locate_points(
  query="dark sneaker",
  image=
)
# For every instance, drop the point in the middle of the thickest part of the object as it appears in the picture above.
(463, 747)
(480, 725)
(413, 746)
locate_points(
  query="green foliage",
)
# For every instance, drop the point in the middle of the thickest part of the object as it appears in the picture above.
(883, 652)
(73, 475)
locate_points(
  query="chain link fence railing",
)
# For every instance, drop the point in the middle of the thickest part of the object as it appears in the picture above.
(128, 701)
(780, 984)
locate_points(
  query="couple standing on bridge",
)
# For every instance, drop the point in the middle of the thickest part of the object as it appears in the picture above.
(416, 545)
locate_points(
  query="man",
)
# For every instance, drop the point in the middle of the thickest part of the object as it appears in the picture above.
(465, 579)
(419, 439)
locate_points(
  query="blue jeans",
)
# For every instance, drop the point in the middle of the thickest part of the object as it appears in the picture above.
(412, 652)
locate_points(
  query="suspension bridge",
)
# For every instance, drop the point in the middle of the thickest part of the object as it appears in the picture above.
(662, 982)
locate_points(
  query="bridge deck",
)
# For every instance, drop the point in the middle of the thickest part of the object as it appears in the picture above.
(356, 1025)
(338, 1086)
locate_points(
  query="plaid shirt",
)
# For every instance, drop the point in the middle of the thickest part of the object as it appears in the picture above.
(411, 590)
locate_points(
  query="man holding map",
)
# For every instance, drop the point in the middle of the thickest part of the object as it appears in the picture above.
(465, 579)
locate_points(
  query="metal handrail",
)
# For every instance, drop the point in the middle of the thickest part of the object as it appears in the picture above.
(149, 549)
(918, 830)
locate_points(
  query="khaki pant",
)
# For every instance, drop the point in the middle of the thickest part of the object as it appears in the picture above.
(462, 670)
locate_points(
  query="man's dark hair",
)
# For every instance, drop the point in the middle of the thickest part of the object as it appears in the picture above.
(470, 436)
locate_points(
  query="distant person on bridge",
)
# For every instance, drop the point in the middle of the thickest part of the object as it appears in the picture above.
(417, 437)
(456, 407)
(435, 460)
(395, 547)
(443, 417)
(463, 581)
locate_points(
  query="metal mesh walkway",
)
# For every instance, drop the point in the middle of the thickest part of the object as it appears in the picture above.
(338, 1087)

:::::

Search the lines above for the string "metal", then show every one that has it.

- **Problem solution**:
  query="metal handrail",
  query="metal mesh walkway",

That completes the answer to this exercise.